Supplied passage:
***

Saturday, 5 January 2019

Life with Obsessive Compulsive Disorder

I've been a crappy blogger (I apologise!!!) The last time I wrote anything publically on this blog it was about The Dood for her birthday. But within that week of me posting that blog I went through my first ever break-up and everything I wrote about for my blogs just didn't feel write or interesting enough to be posted. I'm working on a blog post about everything but it's been a while since I looked at the post I wrote in the week of the break-up and so I haven't quite had the courage to face it yet!

Anyway, I wanted to talk about having Obsessive Compulsive Disorder (OCD), which I've previously done a couple of times but it's been more noticeable recently and so I wanted to document my current experiences with OCD to show that it isn't all even numbers and obsessive organisation and cleaning, like the stereotype for this illness is. Right now I'm struggling with two things: fingernails and noise (what a combination huh?). My fingernails (and my toenails really) are a constant thought cycle currently circling my brain. I used to have lovely long, strong fingernails but recently, I can't stop obsessing when they get too long. I can feel them there and their presence is a continuing weight on my brain. They feel funny and although I am trying to forget they are there, I just keep thinking about them sitting on the end of my fingers. They're going to end up getting cut very shortly because my brain cannot handle the feeling of them anymore.

***

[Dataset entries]
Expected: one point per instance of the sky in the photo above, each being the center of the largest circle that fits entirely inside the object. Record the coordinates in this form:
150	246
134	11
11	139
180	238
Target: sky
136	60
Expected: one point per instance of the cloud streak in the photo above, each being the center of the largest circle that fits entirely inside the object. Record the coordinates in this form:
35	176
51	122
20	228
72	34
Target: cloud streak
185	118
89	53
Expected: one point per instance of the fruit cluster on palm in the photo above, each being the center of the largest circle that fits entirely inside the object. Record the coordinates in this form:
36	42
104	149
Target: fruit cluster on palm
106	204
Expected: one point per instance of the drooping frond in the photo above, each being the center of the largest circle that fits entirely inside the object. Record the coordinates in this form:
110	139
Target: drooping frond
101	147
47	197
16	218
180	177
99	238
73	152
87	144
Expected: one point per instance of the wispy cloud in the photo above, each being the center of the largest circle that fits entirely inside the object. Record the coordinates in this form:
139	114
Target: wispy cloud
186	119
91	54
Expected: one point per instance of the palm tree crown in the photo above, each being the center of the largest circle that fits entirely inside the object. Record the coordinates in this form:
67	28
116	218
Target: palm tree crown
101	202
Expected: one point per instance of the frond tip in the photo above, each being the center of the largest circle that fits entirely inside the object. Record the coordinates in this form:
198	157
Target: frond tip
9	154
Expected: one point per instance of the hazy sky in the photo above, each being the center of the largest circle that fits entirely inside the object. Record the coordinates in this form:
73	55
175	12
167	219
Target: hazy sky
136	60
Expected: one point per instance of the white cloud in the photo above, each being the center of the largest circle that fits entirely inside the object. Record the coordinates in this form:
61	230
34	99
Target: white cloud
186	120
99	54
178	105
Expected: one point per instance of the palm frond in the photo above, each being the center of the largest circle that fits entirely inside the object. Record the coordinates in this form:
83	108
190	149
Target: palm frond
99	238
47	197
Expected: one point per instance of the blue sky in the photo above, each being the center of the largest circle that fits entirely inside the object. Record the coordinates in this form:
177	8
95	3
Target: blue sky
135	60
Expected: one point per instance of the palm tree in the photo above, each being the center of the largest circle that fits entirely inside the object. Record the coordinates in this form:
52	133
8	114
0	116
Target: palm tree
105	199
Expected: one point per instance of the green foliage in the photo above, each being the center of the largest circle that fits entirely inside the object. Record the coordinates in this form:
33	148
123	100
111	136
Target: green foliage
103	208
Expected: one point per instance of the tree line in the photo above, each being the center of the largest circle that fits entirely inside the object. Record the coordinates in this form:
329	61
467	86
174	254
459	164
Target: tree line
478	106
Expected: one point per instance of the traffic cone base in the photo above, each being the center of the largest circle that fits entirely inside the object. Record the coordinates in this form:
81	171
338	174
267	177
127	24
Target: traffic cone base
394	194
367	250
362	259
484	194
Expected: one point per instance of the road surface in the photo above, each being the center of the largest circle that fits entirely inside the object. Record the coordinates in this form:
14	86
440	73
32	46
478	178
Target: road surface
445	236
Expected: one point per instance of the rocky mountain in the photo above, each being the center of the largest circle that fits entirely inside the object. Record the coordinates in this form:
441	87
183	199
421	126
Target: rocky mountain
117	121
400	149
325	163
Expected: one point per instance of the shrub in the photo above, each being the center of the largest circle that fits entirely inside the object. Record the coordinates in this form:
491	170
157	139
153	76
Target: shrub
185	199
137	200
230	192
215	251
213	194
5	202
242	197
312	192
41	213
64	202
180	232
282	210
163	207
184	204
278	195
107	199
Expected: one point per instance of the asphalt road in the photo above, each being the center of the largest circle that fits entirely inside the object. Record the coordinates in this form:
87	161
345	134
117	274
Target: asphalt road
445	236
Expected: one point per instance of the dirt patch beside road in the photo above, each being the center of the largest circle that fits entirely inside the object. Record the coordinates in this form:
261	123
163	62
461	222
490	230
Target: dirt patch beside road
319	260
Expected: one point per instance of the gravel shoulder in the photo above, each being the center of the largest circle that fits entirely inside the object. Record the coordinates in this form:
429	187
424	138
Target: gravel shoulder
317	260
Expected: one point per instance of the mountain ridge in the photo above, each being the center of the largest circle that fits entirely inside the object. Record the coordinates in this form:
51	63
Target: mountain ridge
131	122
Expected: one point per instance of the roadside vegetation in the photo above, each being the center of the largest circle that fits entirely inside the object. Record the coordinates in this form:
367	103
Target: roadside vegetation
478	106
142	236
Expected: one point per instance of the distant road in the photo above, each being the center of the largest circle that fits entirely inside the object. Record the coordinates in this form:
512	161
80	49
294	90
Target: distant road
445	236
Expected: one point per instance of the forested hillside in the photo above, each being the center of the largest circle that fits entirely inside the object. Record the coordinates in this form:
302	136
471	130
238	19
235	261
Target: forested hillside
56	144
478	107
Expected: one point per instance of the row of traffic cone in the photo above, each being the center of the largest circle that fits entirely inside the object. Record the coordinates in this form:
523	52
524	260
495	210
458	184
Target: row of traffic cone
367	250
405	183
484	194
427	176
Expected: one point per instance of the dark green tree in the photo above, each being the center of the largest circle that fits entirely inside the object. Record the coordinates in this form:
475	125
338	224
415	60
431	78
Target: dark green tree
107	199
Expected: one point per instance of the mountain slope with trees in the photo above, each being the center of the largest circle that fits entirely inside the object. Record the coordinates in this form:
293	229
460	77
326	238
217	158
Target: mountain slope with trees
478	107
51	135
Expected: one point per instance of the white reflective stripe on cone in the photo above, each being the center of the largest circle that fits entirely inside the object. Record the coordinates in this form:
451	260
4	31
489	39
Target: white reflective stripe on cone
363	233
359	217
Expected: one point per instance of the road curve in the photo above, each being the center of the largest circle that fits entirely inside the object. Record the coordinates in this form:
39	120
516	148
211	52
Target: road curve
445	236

***

Aim of the exercise:
Reproduce, word for word, the stretch of the OCD blog post from "I've been a" through "face it yet!". Rely only on the OCD blog post and nothing beyond it.

Response box:
I've been a crappy blogger (I apologise!!!) The last time I wrote anything publically on this blog it was about The Dood for her birthday. But within that week of me posting that blog I went through my first ever break-up and everything I wrote about for my blogs just didn't feel write or interesting enough to be posted. I'm working on a blog post about everything but it's been a while since I looked at the post I wrote in the week of the break-up and so I haven't quite had the courage to face it yet!